***** Exercise inputs
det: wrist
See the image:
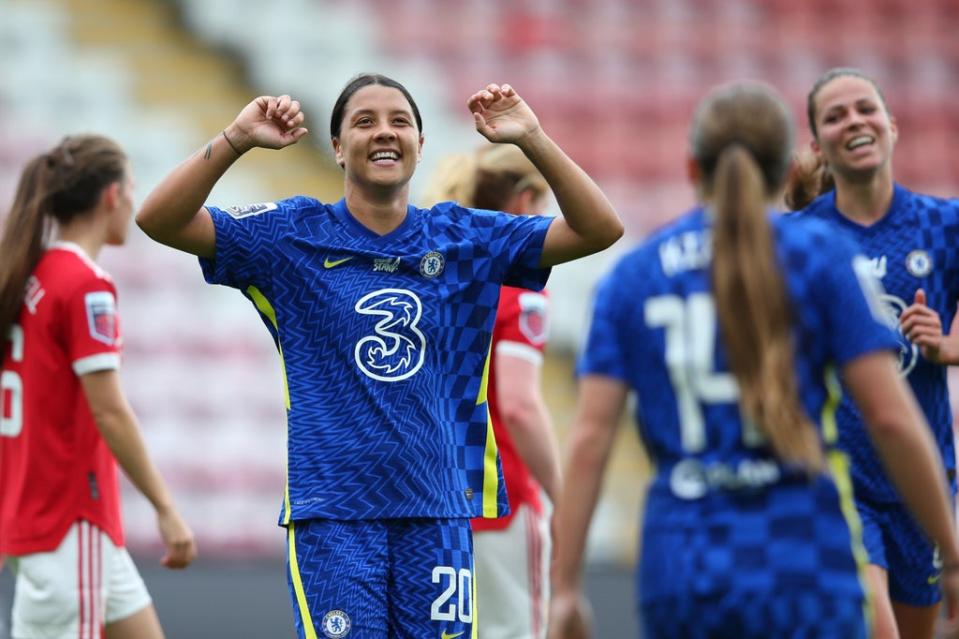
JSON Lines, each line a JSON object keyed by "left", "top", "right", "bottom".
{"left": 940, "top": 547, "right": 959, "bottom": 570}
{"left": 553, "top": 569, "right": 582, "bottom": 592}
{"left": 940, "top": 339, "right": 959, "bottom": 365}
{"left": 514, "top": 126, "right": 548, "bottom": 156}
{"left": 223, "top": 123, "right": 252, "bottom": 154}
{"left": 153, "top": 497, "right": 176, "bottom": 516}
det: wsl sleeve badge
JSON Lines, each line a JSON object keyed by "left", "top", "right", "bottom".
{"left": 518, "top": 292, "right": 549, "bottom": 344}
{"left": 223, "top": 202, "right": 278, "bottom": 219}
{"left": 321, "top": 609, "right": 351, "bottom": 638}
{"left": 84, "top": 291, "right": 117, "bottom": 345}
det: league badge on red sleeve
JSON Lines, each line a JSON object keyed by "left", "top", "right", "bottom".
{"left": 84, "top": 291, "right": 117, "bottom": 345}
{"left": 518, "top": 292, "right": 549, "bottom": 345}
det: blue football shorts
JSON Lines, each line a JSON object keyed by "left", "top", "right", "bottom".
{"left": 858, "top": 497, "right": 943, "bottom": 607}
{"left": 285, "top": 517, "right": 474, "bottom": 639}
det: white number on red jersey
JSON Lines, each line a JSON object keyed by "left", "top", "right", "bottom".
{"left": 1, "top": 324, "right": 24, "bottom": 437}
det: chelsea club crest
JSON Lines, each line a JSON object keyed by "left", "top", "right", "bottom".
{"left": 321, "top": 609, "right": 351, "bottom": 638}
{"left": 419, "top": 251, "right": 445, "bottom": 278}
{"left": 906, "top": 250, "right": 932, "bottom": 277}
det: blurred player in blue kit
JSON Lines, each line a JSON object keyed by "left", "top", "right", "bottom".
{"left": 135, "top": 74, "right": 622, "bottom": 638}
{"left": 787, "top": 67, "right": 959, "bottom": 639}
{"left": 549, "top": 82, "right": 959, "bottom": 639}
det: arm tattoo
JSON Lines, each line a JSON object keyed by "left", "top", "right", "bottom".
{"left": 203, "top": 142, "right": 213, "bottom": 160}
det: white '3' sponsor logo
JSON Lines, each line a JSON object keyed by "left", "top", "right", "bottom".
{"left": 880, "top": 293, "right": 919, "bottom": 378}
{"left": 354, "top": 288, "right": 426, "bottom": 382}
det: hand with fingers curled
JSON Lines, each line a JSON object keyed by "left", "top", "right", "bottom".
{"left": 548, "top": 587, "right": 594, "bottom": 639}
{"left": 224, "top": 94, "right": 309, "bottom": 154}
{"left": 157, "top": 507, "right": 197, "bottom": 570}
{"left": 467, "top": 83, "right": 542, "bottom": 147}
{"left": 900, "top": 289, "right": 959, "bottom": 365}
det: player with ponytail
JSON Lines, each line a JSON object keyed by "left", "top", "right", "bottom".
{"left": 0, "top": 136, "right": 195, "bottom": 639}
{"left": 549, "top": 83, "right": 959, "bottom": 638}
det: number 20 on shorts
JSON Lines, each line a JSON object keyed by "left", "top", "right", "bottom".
**********
* **Work task**
What lines above mention "shorts"? Copy each one.

* **Answer to the problem**
det: blue football shorts
det: number 20 on shorts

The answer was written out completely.